- **Tasks**
- A) List the members of Congress whom the CO-OP press release names as senders of the letter.
- B) Print the stretch of the CO-OP press release from "Mr. Andrew Slavitt" through "funds are protected.", word for word.

- **Supplied passage**
--
WASHINGTON, DC — Ways and Means Oversight Subcommittee Chairman Peter Roskam (R-IL), Health Subcommittee Chairman Kevin Brady (R-TX), and Rep. Adrian Smith (R-NE) sent a letter yesterday to the acting administrator of the Centers for Medicare and Medicaid Services (CMS), Andrew Slavitt. In the letter, the members express concern over the lack of oversight and request more information on the financial solvency of Consumer Operated and Oriented Plans (CO-OPs). This letter comes in the wake of several Obamacare-created CO-OPs failing, potentially costing taxpayers hundreds of millions of dollars.

The lawmakers wrote, “We look forward to working with you to improve oversight, accountability, and transparency of the CO-OPs, and most importantly, to protect taxpayers who stand to lose when they fail.”

The full text of the letter is below and a signed copy is available here.

September 30, 2015

Mr. Andrew Slavitt
Acting Administrator
Centers for Medicare and Medicaid Services
7500 Security Boulevard
Baltimore, MD 21244

Dear Mr. Slavitt:

On July 30, 2015, the Department of Health and Human Services Office of the Inspector General (OIG) raised concerns over the oversight of the Consumer Operated and Oriented Plans (CO-OPs) by the Department of Health and Human Services (HHS) and the Centers for Medicare and Medicaid Services (CMS). In its report, the OIG made several recommendations to improve the program and protect taxpayer dollars. We write today seeking additional information regarding CO-OPs, the OIG report, and the actions CMS is taking to ensure taxpayer funds are protected.

We have long been concerned about the financial solvency of CO-OPs. Federal spending, consisting of both start-up and solvency loans, totals $2.4 billion to date. As you are aware, earlier this year, CoOportunity Health, the CO-OP serving Nebraska and Iowa, went bankrupt and was liquidated by the state of Iowa after only one year of offering health coverage. In July, Louisiana Health Cooperative announced it would be closing.
--
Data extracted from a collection
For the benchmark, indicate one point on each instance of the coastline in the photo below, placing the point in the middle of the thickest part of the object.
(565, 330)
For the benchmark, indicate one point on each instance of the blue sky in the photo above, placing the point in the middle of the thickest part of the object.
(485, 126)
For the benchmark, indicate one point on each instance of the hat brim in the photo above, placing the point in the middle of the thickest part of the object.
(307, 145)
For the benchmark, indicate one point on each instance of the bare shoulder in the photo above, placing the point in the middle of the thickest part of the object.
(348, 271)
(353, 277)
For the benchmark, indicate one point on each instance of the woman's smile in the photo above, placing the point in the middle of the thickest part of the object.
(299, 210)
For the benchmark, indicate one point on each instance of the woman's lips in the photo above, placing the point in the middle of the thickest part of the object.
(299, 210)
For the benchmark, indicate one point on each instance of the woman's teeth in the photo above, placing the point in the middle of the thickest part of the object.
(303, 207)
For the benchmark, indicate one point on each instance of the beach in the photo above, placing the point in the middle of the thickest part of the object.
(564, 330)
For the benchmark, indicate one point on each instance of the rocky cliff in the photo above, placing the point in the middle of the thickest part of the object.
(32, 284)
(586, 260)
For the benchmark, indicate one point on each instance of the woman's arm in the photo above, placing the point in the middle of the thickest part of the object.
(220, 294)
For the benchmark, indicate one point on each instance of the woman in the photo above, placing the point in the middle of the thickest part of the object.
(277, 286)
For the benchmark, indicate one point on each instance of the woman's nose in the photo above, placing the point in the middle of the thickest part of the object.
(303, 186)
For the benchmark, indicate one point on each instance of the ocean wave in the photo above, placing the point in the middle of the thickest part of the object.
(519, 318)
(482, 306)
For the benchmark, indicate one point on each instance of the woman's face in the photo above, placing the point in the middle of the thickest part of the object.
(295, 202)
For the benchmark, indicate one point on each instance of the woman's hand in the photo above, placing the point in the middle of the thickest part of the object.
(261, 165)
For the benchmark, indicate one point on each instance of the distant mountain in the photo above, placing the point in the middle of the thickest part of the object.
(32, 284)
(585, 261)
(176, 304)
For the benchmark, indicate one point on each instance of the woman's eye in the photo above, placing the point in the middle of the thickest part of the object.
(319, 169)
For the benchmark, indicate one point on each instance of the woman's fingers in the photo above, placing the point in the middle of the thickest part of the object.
--
- **Answers for the tasks**
- A)
Peter Roskam (R-IL)
Kevin Brady (R-TX)
Adrian Smith (R-NE)

- B)
Mr. Andrew Slavitt
Acting Administrator
Centers for Medicare and Medicaid Services
7500 Security Boulevard
Baltimore, MD 21244

Dear Mr. Slavitt:

On July 30, 2015, the Department of Health and Human Services Office of the Inspector General (OIG) raised concerns over the oversight of the Consumer Operated and Oriented Plans (CO-OPs) by the Department of Health and Human Services (HHS) and the Centers for Medicare and Medicaid Services (CMS). In its report, the OIG made several recommendations to improve the program and protect taxpayer dollars. We write today seeking additional information regarding CO-OPs, the OIG report, and the actions CMS is taking to ensure taxpayer funds are protected.